TASK BRIEF:
Below this line is a set of entries; quote exactly the lines from the line that contains "Q: Point out the photo" to the line that contains "Query: church bench", both lines included.

[Recorded data]
<<<<

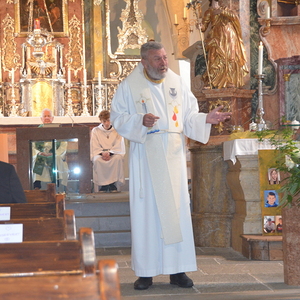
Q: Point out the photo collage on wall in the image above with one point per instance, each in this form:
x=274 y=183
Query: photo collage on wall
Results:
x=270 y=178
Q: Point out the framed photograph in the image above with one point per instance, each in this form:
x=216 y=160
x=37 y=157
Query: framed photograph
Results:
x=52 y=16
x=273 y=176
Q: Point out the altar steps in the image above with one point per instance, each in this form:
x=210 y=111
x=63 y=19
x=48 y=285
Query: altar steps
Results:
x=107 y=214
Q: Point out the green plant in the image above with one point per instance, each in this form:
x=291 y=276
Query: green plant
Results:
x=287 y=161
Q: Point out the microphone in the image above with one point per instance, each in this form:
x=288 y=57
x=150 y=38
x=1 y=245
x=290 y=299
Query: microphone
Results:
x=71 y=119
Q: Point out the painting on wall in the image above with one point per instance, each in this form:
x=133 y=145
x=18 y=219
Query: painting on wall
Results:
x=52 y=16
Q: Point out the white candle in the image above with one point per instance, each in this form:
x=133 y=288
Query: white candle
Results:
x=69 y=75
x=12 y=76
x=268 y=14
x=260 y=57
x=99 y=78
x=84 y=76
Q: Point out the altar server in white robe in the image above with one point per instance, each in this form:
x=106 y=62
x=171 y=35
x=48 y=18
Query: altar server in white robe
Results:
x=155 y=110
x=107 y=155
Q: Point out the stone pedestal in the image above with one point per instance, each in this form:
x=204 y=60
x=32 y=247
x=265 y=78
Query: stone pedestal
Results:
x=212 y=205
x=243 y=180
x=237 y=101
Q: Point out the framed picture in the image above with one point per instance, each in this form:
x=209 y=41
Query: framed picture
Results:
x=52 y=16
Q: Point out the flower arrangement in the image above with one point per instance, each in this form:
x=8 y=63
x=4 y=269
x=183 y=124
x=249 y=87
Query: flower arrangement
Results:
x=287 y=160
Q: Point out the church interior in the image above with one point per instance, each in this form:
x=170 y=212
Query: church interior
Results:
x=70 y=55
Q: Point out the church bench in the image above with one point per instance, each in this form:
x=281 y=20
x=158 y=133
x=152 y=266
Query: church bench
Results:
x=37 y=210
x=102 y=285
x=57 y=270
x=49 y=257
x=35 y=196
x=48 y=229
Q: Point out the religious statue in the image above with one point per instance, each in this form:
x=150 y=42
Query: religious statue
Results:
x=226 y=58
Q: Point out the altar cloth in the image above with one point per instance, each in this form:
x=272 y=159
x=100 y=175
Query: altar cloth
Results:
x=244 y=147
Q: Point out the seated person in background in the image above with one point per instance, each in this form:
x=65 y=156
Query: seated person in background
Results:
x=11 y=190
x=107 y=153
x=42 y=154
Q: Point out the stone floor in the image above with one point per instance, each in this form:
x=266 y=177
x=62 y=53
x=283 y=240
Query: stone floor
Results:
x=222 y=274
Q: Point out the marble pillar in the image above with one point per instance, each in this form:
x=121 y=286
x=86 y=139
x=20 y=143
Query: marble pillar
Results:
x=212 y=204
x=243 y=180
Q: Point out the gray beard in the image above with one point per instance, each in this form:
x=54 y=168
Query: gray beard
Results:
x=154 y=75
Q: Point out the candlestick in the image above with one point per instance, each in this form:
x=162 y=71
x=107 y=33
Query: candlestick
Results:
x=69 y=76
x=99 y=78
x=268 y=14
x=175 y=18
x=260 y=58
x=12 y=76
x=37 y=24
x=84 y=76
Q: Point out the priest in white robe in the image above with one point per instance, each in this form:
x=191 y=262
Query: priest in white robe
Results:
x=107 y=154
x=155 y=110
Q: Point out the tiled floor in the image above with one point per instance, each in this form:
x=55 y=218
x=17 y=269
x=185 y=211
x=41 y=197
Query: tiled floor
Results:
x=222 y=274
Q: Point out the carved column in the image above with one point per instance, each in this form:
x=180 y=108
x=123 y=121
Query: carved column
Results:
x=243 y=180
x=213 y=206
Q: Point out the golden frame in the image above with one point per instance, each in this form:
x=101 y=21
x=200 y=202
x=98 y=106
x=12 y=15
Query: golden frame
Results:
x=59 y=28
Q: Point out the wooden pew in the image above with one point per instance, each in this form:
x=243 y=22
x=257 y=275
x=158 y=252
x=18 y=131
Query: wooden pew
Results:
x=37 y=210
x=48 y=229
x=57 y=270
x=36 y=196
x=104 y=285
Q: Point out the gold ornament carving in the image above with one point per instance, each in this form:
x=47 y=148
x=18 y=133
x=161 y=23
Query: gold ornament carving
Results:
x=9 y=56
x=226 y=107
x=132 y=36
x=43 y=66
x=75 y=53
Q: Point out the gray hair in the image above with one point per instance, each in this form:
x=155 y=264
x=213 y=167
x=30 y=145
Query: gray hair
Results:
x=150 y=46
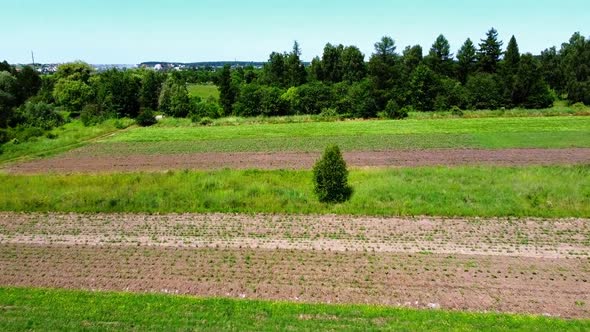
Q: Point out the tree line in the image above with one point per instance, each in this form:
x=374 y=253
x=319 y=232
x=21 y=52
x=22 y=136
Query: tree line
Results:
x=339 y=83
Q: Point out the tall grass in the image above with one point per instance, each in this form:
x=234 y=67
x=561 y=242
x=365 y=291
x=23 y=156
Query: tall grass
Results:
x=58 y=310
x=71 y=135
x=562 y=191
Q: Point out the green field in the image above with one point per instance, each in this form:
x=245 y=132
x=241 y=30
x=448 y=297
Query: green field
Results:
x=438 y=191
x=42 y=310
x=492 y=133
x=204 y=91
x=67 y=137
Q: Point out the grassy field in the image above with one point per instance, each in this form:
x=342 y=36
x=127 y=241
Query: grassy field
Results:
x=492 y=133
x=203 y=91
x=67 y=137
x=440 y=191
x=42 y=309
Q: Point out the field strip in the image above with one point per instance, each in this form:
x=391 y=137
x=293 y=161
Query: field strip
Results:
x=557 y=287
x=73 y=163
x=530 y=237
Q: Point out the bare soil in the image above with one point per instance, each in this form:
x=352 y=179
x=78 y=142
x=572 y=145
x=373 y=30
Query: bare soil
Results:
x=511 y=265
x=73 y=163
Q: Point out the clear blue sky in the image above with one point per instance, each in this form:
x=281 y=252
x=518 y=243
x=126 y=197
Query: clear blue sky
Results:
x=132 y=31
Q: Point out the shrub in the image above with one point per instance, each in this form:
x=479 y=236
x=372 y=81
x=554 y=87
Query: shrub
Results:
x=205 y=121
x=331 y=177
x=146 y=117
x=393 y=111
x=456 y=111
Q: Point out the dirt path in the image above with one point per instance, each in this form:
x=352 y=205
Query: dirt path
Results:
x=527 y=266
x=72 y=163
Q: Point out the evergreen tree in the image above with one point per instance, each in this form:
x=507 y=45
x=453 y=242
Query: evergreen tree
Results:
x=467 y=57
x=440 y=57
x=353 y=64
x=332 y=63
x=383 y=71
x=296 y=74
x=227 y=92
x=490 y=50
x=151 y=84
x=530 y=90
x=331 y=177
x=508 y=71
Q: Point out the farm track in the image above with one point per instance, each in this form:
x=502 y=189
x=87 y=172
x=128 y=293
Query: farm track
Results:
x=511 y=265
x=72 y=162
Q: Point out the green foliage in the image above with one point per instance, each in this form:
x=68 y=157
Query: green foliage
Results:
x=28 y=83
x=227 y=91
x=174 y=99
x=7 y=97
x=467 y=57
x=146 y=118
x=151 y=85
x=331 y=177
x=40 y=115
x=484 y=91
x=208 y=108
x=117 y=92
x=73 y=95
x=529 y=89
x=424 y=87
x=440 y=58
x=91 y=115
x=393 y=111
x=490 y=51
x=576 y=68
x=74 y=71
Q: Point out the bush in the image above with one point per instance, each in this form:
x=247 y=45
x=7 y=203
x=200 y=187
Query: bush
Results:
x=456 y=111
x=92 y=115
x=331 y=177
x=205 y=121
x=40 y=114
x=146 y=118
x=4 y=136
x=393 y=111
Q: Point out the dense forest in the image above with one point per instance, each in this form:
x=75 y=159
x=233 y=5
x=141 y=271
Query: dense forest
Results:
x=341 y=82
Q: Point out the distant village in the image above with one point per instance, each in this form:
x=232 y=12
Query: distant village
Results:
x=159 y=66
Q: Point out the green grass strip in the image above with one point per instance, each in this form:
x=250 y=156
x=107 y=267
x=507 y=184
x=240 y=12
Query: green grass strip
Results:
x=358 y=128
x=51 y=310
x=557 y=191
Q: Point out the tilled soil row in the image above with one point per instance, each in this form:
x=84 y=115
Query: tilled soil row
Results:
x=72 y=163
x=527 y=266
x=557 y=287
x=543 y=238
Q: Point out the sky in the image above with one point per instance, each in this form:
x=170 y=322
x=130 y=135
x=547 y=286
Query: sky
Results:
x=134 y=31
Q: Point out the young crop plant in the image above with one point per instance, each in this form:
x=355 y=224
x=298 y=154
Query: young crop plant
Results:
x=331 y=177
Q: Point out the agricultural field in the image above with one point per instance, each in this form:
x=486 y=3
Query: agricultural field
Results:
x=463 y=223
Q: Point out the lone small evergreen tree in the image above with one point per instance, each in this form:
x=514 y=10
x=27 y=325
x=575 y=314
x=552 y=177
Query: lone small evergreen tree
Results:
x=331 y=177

>>>>
<<<<

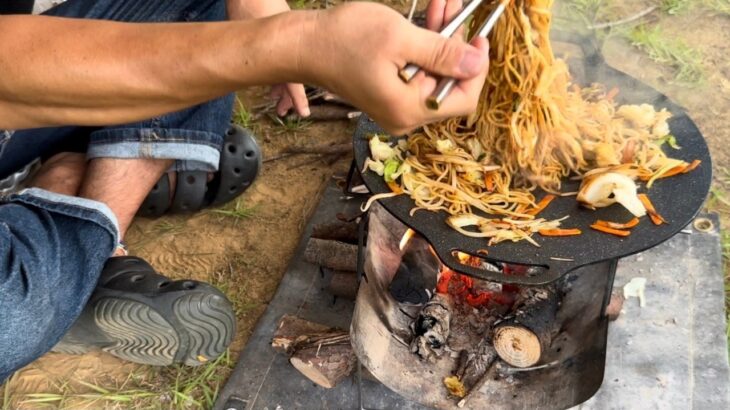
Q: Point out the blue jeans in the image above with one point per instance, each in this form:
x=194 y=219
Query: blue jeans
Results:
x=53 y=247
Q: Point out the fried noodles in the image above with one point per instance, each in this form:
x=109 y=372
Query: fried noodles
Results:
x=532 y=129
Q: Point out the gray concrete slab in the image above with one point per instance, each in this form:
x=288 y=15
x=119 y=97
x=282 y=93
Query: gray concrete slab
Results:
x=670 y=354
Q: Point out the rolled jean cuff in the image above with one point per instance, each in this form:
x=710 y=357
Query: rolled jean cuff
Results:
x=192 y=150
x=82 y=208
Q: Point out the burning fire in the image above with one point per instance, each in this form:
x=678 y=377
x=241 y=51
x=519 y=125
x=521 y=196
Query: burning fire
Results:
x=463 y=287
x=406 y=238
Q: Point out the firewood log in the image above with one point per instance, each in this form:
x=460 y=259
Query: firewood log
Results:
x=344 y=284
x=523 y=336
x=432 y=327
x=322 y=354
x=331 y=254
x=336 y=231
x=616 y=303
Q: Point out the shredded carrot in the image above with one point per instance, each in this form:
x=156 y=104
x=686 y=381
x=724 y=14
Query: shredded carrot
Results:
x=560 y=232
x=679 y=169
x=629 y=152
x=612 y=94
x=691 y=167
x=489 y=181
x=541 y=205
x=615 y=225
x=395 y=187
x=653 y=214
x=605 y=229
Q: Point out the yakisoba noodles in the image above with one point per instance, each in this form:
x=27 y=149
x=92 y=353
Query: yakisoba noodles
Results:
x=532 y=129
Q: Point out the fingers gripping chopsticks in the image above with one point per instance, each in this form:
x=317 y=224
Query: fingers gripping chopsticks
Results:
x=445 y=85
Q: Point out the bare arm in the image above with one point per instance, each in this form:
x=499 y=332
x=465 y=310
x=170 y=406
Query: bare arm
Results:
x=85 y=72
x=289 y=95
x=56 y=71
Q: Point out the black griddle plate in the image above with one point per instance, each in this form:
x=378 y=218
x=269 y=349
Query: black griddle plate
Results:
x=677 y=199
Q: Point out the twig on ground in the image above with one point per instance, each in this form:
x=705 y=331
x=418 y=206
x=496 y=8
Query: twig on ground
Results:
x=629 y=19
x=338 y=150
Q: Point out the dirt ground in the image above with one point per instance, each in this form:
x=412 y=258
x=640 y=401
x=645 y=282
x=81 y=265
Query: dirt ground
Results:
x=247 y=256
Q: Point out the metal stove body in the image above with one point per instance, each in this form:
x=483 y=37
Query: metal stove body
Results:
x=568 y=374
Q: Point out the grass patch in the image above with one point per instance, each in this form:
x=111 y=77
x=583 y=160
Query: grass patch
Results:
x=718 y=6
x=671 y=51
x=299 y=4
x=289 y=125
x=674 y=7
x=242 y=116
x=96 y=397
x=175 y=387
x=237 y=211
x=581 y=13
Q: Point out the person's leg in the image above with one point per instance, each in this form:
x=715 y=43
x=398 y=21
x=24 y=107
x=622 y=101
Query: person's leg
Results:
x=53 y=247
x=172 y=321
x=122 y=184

>>>>
<<<<

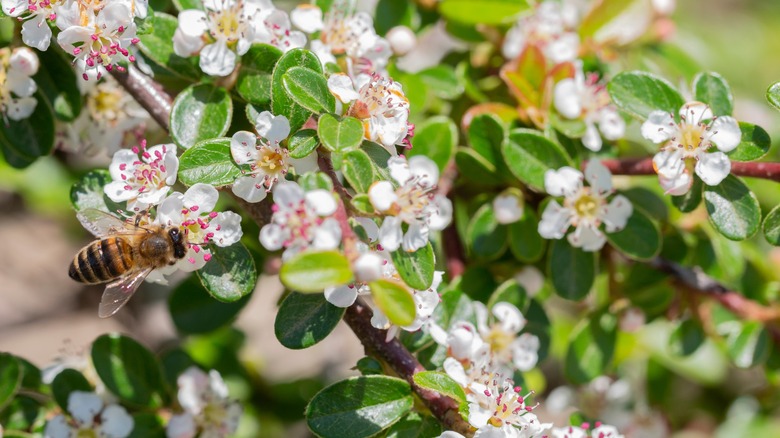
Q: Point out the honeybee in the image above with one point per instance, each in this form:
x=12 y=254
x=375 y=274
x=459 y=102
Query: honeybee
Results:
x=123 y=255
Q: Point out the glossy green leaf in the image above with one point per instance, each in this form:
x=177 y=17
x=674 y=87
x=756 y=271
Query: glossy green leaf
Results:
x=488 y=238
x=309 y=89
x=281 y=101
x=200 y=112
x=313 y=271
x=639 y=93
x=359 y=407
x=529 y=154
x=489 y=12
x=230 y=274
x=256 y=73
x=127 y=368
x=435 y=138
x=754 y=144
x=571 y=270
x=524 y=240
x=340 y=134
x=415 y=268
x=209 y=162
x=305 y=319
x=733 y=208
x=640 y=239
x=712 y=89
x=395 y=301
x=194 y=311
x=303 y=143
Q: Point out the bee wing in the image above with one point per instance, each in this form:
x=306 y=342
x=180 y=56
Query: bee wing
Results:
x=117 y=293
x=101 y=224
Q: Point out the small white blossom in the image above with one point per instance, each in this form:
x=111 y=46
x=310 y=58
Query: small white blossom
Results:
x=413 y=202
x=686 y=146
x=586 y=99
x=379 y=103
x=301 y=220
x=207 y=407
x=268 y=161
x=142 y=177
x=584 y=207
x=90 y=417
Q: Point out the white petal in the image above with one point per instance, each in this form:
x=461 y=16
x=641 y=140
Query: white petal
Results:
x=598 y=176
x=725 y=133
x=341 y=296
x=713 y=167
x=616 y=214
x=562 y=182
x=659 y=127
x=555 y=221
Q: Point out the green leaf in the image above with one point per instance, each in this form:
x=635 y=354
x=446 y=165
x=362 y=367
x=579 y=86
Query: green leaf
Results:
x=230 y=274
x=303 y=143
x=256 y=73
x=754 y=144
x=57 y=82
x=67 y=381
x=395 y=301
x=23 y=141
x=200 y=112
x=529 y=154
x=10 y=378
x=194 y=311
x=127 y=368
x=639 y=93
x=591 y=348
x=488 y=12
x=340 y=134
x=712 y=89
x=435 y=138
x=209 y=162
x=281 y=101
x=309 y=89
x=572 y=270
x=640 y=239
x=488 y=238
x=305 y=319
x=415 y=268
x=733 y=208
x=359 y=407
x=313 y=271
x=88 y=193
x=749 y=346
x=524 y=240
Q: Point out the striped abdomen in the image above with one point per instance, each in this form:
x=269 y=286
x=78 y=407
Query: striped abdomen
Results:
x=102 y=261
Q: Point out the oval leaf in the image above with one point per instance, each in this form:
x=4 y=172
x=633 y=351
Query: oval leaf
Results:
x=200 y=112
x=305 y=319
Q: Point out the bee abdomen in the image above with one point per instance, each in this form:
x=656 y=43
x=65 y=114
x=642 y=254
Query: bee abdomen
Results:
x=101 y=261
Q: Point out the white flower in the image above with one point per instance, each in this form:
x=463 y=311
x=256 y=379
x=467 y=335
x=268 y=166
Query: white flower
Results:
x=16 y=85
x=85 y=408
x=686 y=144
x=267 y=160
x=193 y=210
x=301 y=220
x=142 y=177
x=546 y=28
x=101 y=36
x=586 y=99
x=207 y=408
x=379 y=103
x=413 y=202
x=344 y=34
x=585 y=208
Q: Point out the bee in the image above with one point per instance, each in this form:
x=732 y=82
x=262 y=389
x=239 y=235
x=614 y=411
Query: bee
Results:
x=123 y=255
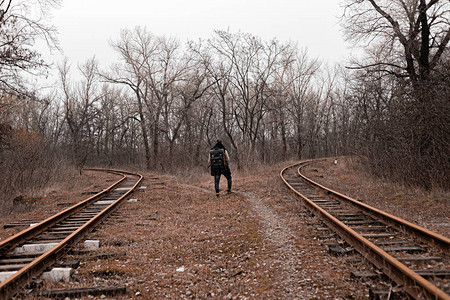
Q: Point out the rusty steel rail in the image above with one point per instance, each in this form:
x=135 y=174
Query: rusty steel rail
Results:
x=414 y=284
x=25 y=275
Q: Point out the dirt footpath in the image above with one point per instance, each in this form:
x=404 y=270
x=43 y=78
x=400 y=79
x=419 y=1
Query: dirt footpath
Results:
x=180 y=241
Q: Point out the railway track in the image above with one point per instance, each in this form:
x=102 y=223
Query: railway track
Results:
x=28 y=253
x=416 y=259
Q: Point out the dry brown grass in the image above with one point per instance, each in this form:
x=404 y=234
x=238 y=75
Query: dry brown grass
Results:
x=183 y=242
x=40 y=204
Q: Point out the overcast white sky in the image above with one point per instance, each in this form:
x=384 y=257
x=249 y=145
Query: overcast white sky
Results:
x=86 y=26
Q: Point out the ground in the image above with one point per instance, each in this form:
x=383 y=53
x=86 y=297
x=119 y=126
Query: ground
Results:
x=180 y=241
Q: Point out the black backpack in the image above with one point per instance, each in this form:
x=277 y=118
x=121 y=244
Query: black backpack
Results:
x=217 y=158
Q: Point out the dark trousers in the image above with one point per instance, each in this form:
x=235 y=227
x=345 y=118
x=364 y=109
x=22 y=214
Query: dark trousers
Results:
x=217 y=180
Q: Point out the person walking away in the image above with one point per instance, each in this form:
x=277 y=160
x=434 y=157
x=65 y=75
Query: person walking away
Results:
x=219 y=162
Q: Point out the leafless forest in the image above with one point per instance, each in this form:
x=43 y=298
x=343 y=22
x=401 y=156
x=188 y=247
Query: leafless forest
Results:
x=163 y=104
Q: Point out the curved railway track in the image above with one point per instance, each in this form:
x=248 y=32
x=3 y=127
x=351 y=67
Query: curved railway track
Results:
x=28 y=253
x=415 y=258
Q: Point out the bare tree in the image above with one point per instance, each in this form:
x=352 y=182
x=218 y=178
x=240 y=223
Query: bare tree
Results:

>>>>

SOLUTION:
Q: Point out the photo collage on wall in the image above with one point per instance, each in this form:
x=274 y=183
Query: photo collage on wall
Results:
x=270 y=178
Q: Point out the framed photograph in the image above with one point per instance, each in this form:
x=216 y=160
x=37 y=157
Query: framed photograph
Results:
x=52 y=16
x=273 y=176
Q: Point out the altar steps in the image above with one point per instance, each in this form:
x=210 y=111
x=63 y=19
x=48 y=285
Query: altar steps
Results:
x=107 y=214
Q: Point out the green plant in the image above with one point per instance, each in this form:
x=291 y=276
Query: green plant
Results:
x=287 y=161
Q: Point out the microphone in the image above with one point per instance, each in this form:
x=288 y=57
x=150 y=38
x=1 y=245
x=290 y=299
Query: microphone
Results:
x=71 y=119
Q: Point out the painting on wall in the image above with one point per instance, each in this form:
x=133 y=145
x=18 y=219
Query: painting on wall
Results:
x=52 y=16
Q: Point out the white candle in the image above with one point per instance, each in this form:
x=133 y=288
Query: white candle
Results:
x=69 y=75
x=12 y=76
x=268 y=14
x=260 y=57
x=99 y=78
x=84 y=76
Q: Point out the altar server in white robe in the image above with one point per instance, each in this form:
x=106 y=62
x=171 y=35
x=48 y=18
Query: altar server in white robe
Results:
x=155 y=110
x=107 y=155
Q: Point out the stone pedestal in the image above with one point per instance, each in this form:
x=204 y=60
x=32 y=247
x=265 y=78
Query: stone pedestal
Results:
x=212 y=205
x=243 y=180
x=237 y=101
Q: Point out the framed picture in the image above with one point per instance, each in this form:
x=209 y=41
Query: framed picture
Results:
x=52 y=16
Q: Point out the flower arrangement in the image above with one point per instance, each in this form:
x=8 y=63
x=4 y=269
x=183 y=124
x=249 y=87
Query: flower arrangement
Results:
x=287 y=160
Q: Point out the church interior in the image above with one point per instance, each in this form:
x=170 y=212
Query: church interior
Results:
x=70 y=55
Q: Point out the church bench in the image above with one point per instance, each in this form:
x=281 y=20
x=158 y=133
x=152 y=266
Query: church bench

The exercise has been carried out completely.